[Stored items]
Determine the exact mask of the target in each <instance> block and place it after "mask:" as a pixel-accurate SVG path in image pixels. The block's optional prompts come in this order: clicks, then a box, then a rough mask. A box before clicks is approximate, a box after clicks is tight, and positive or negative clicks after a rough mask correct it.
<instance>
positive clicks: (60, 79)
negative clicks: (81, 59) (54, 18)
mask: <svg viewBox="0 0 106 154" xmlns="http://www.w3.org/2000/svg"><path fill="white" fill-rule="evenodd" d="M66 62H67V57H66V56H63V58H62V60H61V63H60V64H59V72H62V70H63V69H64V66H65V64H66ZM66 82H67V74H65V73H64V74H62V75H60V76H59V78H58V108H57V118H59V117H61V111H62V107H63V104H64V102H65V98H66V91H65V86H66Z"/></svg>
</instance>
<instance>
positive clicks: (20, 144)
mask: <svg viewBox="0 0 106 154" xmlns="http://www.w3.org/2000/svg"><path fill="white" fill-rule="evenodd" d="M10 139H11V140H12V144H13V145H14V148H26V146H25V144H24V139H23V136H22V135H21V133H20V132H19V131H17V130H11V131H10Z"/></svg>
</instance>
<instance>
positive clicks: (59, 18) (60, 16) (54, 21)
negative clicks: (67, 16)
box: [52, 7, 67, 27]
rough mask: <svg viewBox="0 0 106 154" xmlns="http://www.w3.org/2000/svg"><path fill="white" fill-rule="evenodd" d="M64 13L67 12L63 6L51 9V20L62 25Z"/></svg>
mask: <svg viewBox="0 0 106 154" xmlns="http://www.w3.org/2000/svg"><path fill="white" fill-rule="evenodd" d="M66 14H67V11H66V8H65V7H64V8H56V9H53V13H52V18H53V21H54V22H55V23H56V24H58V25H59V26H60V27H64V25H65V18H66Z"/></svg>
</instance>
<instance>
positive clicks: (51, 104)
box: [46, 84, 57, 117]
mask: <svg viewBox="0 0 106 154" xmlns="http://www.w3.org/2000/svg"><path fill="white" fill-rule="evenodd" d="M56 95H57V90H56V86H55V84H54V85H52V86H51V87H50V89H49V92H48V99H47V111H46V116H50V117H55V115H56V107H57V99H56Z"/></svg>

JOB: Copy out every row above word for word, leaving nothing out.

ANSWER FOR THE TASK:
Determine the exact mask of the target in each <instance> block and place it after "mask:" as a pixel-accurate SVG path in image pixels. The block's optional prompts come in this order: clicks, then a box, then a rough mask. A box before clicks is approximate, a box after clicks is tight, and positive or negative clicks after a rough mask correct it.
<instance>
positive clicks: (60, 79)
negative clicks: (81, 59) (54, 18)
mask: <svg viewBox="0 0 106 154" xmlns="http://www.w3.org/2000/svg"><path fill="white" fill-rule="evenodd" d="M66 62H67V57H66V56H63V58H62V60H61V63H60V64H59V72H62V70H63V69H64V66H65V64H66ZM66 82H67V74H65V73H64V74H62V75H60V76H59V78H58V108H57V118H59V117H61V111H62V107H63V104H64V102H65V98H66V91H65V86H66Z"/></svg>
</instance>
<instance>
positive clicks: (20, 144)
mask: <svg viewBox="0 0 106 154" xmlns="http://www.w3.org/2000/svg"><path fill="white" fill-rule="evenodd" d="M10 139H11V140H12V144H13V145H14V148H26V146H25V144H24V139H23V136H22V135H21V133H20V132H19V131H17V130H11V131H10Z"/></svg>
</instance>
<instance>
positive clicks: (59, 18) (60, 16) (54, 21)
negative clicks: (67, 16)
box: [52, 7, 67, 27]
rough mask: <svg viewBox="0 0 106 154" xmlns="http://www.w3.org/2000/svg"><path fill="white" fill-rule="evenodd" d="M64 13L67 12L63 6L51 9V20L62 25Z"/></svg>
mask: <svg viewBox="0 0 106 154" xmlns="http://www.w3.org/2000/svg"><path fill="white" fill-rule="evenodd" d="M66 14H67V11H66V8H65V7H64V8H56V9H53V13H52V18H53V21H54V22H55V23H56V24H58V25H59V26H60V27H64V25H65V18H66Z"/></svg>
</instance>
<instance>
positive clicks: (51, 104)
box: [46, 84, 57, 117]
mask: <svg viewBox="0 0 106 154" xmlns="http://www.w3.org/2000/svg"><path fill="white" fill-rule="evenodd" d="M56 95H57V90H56V86H55V84H54V85H52V86H51V87H50V89H49V92H48V99H47V111H46V116H50V117H55V115H56V107H57V99H56Z"/></svg>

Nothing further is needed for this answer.